*** Given records Section Begins ***
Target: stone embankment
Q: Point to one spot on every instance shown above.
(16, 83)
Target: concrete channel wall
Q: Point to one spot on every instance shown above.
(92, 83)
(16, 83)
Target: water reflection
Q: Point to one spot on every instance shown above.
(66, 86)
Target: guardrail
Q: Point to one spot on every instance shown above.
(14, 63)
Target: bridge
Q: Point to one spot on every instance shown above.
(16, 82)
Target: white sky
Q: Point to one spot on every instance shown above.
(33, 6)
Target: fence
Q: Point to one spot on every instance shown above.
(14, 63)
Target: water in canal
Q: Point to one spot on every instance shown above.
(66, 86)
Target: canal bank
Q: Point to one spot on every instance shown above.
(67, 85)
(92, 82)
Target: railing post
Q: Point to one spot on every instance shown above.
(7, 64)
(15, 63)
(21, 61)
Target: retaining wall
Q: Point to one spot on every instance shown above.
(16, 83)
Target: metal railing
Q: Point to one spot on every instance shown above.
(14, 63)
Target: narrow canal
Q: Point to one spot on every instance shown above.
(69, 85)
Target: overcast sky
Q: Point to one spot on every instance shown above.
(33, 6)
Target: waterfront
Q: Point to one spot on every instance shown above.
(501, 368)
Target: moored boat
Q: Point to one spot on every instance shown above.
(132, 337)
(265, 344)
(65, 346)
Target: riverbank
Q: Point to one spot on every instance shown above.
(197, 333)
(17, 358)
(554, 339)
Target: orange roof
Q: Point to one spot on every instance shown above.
*** Given records Section Ends ***
Aim of the task >> The answer must be an exact copy of every entry.

Answer for this exercise >>
Target: stone embankment
Q: Point to one spot on every instance shown above.
(16, 83)
Target: concrete channel wall
Q: Point to one spot on every instance shown above.
(92, 83)
(16, 83)
Target: water reflection
Q: Point to one spot on every instance shown above.
(66, 86)
Target: guardrail
Q: Point to one spot on every instance shown above.
(14, 63)
Target: bridge
Q: Point to one spot on every instance shown above.
(16, 82)
Target: white sky
Q: Point to one spot on every instance shown above.
(33, 6)
Target: fence
Q: Point to one spot on every instance shown above.
(14, 63)
Target: water in canal
Q: Point to one spot on every instance shown above.
(66, 86)
Target: canal bank
Q: Point to one spot on every instance shown above.
(67, 85)
(92, 82)
Target: railing post
Q: Point to one spot on every instance shown above.
(7, 64)
(15, 63)
(21, 61)
Target: retaining wall
Q: Point to one spot on every instance shown above.
(16, 83)
Target: metal railing
Q: Point to one spot on every instance shown above.
(14, 63)
Target: narrow canal
Q: Point to one spot on every instance shown above.
(69, 85)
Target: overcast sky
Q: Point to one spot on every instance shown above.
(33, 6)
Target: waterfront
Q: Point to one spot on every instance shown above.
(501, 368)
Target: moored boat
Q: Point to one spot on every instance shown above.
(132, 337)
(265, 344)
(65, 346)
Target: riverbank
Q: Point to one spot on every instance shown above.
(197, 333)
(17, 358)
(554, 339)
Target: orange roof
Q: Point to one spot on every instance shown above.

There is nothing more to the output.